> [WHAT YOU HAVE TO DO]
What you produce should be an exact transcription of the data, minus any pictures.

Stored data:
■ ■ ■ ■ ■

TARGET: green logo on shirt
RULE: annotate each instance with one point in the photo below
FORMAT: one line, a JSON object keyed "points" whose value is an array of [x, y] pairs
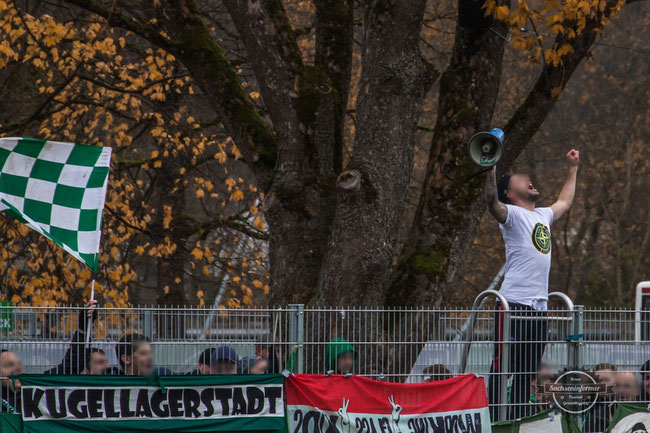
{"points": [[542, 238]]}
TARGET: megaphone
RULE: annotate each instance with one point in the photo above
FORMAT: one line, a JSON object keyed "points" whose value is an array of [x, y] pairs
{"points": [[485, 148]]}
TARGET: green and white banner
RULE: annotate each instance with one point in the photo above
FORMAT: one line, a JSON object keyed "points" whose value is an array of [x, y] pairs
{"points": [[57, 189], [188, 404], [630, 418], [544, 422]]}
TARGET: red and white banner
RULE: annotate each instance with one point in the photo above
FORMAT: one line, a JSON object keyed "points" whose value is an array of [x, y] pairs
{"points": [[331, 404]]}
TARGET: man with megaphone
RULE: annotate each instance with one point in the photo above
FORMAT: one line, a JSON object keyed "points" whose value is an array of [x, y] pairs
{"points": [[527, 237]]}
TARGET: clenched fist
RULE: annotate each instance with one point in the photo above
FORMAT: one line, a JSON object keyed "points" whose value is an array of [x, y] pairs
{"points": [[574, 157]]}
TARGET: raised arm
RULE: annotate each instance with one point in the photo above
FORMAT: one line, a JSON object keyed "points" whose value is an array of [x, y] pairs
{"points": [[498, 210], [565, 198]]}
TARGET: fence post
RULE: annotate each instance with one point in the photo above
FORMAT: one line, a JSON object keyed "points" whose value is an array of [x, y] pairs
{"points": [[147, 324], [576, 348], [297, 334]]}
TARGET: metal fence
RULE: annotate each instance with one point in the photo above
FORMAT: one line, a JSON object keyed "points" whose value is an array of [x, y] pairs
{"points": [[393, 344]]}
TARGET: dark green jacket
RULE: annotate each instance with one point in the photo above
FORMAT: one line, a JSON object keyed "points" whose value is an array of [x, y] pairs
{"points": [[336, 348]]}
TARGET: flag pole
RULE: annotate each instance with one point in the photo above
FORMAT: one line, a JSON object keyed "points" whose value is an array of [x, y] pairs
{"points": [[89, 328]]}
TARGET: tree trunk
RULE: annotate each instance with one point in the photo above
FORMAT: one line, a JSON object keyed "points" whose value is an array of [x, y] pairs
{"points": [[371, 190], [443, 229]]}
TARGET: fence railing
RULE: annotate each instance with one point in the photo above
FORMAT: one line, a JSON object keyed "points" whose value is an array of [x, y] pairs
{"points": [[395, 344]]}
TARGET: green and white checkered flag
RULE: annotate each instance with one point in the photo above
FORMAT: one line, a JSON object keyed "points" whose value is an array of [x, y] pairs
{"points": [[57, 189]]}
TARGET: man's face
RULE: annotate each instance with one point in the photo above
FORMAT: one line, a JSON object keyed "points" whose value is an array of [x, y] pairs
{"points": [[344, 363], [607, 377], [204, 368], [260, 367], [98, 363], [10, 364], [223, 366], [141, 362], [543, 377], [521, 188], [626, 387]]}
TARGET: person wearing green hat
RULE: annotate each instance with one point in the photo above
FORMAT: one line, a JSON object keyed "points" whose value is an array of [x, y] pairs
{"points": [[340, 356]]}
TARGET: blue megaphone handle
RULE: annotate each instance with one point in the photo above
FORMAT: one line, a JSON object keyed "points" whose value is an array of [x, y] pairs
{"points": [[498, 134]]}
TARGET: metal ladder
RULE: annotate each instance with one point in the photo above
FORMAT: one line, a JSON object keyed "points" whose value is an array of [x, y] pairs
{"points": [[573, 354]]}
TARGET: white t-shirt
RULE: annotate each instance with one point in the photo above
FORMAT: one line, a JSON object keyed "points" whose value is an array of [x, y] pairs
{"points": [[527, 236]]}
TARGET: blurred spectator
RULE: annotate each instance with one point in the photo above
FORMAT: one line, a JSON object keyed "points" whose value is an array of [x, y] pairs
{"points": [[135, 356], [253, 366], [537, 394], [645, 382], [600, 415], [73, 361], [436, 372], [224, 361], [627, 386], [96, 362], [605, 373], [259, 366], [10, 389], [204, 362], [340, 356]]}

■ ■ ■ ■ ■

> [ANSWER SECTION]
TARGET: green logo on shirt
RULE: annotate each instance with one point in the photo below
FORMAT: one line, a JSON object keyed "points" whose value is an array of [x, y] pairs
{"points": [[542, 238]]}
TARGET: megaphone
RULE: annotate each instance with one point in the photo above
FORMAT: one line, a JSON object keyed "points" whose value is an array of [x, y] pairs
{"points": [[485, 148]]}
TARGET: green and white banner
RULE: annotate each instance with one point in the photo above
FORMAT: one line, a JSON object keyed "points" whose value is an array of [x, y] pairs
{"points": [[57, 189], [188, 404], [630, 418], [544, 422]]}
TARGET: red and white banner
RULE: annotate each instance with one point in the photo above
FORMAT: one line, a JSON object keyed "points" whose value is an array of [x, y] pairs
{"points": [[331, 404]]}
TARGET: man with megaphone
RULE: annotate each instance with one point in the photo above
FORMAT: one line, a JSON object keyed "points" whose value is an array of [x, y] pairs
{"points": [[527, 237]]}
TARGET: clenched fist
RULE: annotate each instance with one point in the photo above
FORMAT: one line, a JSON object keyed "points" whose value is an array of [x, y] pairs
{"points": [[574, 157]]}
TARGET: raised arm
RULE: annotate each instance with one point in the photo above
FORMAT: one line, a JSON object keyed "points" whose value is an array of [x, y] pairs
{"points": [[498, 210], [565, 198]]}
TARGET: fence post
RULE: annotate each instance with one point in the photo above
FORMAT: one line, a JSON object keyed "points" whose value is an array of [x, y] pairs
{"points": [[147, 324], [576, 348], [297, 334]]}
TARGET: metal fence
RULE: annotate each instance with one point in the photo above
FORMAT: one line, a JSON object keyed "points" whose value is an array of [x, y] pairs
{"points": [[393, 344]]}
TARGET: dark green jacket
RULE: annotate each instance with one point in the photo above
FORMAT: one line, a JSON object keyed "points" whose value is an array of [x, y] pairs
{"points": [[336, 348]]}
TARGET: flag pole
RULE: annotate each instance with one point in the photo above
FORMAT: one line, a JSON object keyed "points" whose value is an array of [x, y] pairs
{"points": [[89, 328]]}
TARGET: tree trunk
RULE: annotate each instance with one point in the photo above
FORMAT: one line, a JSON object keyed "points" whose value is an array of [x, y] pairs
{"points": [[371, 190], [443, 229]]}
TARGET: fence railing
RULE: annotate each instance with one point in the photo above
FORMAT: one line, a JSON object keyed "points" whose value is an array of [x, y] pairs
{"points": [[395, 344]]}
TARGET: green and white checkered flag
RULE: annotate each instance with one point in the photo above
FORMAT: one line, a JSON object keyed "points" whose value is an array of [x, y] pairs
{"points": [[57, 189]]}
TARGET: man's face
RULE: annotate each instance with one point in the photo above
FORMAT: one line, a JSON object keyed "points" whose value is an array of [x, y] pairs
{"points": [[344, 363], [607, 377], [204, 368], [260, 367], [98, 363], [10, 364], [223, 366], [141, 362], [543, 377], [521, 188], [626, 387]]}
TARGET: person wearing green hat
RULE: annotate each instance with one point in the photo above
FORMAT: one line, a JSON object keyed "points" whose value is an array of [x, y] pairs
{"points": [[340, 356]]}
TARGET: blue megaphone handle
RULE: annotate each instance with one point in the photo above
FORMAT: one line, a JSON object keyed "points" whose value is an array of [x, y] pairs
{"points": [[498, 134]]}
TARGET: metal ladder
RULE: annotate each instance with one point in the photo above
FORMAT: one line, a JSON object keyed "points" whose value is an array of [x, y] pairs
{"points": [[573, 354]]}
TARGET: white t-shirt
RULE: annotate each instance with one point in the photo above
FORMAT: one line, a JSON object keyed "points" whose value is an array of [x, y] pairs
{"points": [[527, 236]]}
TARGET: blurred spectator
RULE: annotate each instance with one point in the photo above
FORMAT: one line, a JSON object keyed "points" whose value is an array of [x, y] pairs
{"points": [[135, 356], [253, 366], [537, 394], [645, 382], [600, 415], [73, 361], [436, 372], [224, 361], [627, 386], [96, 362], [605, 373], [259, 366], [10, 389], [204, 362], [340, 356]]}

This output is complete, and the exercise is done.